DESCRIPTION OF THE TASK: Report every line of the records that contains the word "outline".

— start of DATASET EXTRACT —

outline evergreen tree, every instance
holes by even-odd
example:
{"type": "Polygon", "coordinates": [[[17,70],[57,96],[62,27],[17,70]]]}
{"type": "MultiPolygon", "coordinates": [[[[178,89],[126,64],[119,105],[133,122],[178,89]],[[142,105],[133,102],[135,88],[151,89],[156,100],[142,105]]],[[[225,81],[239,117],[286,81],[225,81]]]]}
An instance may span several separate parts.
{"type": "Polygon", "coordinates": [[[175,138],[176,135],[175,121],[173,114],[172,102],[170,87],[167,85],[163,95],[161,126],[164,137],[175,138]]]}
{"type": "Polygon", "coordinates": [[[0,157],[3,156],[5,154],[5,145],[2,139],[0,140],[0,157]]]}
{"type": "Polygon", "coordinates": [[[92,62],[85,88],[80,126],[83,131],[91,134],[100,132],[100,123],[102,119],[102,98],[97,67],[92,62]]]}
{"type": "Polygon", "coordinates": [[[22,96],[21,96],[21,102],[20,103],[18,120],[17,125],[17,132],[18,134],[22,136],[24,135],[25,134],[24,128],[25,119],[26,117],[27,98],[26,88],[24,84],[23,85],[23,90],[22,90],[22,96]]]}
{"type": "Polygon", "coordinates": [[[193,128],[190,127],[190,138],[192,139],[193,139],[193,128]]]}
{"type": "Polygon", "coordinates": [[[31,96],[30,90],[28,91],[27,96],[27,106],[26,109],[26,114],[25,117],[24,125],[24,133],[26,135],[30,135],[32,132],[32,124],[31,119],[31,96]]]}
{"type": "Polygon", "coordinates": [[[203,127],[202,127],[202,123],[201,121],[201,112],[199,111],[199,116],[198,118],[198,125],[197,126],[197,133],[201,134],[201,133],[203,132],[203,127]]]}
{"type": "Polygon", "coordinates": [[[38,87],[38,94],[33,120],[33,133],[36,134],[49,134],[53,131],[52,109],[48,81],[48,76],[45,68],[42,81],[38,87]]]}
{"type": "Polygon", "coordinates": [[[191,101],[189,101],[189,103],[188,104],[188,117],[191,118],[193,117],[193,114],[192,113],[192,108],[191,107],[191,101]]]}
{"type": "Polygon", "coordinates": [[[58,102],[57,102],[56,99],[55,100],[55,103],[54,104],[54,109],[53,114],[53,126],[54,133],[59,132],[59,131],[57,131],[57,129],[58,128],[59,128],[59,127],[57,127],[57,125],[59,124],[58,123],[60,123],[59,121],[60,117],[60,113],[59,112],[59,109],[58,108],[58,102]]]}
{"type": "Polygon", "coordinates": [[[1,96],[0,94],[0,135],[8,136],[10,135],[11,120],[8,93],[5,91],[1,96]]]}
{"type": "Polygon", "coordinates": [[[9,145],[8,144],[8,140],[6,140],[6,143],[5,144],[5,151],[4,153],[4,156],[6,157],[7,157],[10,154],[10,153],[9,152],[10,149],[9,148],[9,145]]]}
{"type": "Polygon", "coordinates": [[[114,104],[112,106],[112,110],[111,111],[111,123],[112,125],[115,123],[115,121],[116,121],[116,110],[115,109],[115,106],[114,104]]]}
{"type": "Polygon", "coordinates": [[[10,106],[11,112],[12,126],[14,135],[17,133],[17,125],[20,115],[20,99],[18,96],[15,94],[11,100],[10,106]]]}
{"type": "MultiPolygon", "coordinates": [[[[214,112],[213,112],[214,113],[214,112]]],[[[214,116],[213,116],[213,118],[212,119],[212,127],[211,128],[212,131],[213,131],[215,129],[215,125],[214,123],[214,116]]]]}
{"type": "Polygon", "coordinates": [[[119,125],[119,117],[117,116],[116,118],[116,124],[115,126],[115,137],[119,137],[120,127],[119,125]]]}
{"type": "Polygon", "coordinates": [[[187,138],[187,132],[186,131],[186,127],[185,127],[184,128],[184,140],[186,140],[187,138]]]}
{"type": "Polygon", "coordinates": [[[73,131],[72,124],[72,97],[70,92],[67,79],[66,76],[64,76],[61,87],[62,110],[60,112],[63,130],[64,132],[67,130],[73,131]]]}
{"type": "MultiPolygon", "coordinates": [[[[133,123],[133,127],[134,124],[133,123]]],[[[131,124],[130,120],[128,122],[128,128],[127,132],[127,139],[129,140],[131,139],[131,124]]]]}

— end of DATASET EXTRACT —
— start of DATASET EXTRACT —

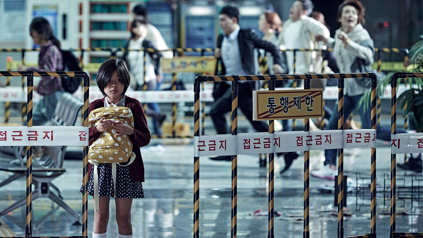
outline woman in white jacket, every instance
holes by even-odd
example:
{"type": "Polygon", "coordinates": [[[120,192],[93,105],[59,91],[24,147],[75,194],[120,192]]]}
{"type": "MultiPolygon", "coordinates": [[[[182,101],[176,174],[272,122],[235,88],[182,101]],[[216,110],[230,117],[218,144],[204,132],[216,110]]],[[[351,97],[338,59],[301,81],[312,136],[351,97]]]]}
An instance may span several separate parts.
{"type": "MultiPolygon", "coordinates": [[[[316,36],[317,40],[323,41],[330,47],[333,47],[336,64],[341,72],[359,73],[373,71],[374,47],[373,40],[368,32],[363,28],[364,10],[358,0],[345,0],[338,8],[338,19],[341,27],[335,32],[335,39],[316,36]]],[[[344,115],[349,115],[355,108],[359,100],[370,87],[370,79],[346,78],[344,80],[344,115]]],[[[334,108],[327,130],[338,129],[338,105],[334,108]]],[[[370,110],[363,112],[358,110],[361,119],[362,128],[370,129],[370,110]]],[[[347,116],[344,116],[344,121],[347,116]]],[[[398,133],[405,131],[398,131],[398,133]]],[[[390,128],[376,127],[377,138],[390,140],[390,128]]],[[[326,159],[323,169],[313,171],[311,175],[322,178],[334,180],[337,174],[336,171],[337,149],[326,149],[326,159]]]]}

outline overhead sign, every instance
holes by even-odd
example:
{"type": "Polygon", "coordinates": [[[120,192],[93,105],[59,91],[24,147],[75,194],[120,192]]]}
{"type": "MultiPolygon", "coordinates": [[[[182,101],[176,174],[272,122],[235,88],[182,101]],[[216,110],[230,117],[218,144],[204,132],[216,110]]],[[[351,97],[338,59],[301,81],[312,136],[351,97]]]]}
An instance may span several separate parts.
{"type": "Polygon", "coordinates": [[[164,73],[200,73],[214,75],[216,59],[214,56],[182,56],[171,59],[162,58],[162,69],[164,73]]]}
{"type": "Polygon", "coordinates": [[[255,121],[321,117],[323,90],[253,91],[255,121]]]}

— end of DATASET EXTRACT —

PROBLEM SOLUTION:
outline evergreen tree, every instance
outline woman in white jacket, every instance
outline overhead sign, every instance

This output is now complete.